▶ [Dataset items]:
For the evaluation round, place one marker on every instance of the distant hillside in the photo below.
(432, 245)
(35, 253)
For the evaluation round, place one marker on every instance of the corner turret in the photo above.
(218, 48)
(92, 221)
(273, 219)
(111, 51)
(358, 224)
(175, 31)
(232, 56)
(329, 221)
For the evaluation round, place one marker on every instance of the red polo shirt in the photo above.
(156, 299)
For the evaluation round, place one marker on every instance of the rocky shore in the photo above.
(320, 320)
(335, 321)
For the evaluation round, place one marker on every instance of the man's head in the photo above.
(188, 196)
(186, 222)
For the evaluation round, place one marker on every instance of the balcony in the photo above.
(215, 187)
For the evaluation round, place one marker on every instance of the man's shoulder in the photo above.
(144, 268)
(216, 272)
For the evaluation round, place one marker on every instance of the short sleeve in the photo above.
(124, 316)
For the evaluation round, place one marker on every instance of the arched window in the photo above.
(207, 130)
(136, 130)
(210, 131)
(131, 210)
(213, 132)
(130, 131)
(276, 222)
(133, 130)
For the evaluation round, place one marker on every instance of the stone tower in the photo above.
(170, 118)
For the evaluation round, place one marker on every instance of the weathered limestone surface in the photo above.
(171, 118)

* * *

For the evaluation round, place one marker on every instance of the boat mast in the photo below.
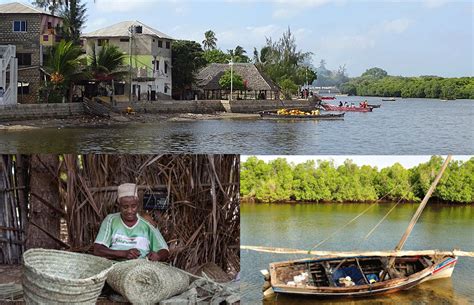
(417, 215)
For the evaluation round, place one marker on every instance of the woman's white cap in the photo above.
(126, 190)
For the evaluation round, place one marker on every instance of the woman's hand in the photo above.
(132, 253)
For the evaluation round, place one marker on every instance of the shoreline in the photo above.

▶ [EXERCISE PROMPT]:
Filter the items above, keeping every line that contains the word "below". Case counts.

▶ [THE SOLUTION]:
For the evaluation round, place one marker on every instance of the distant hillside in the photo below.
For the evaluation round, place one marker on every instance of the boat mast in the photo below.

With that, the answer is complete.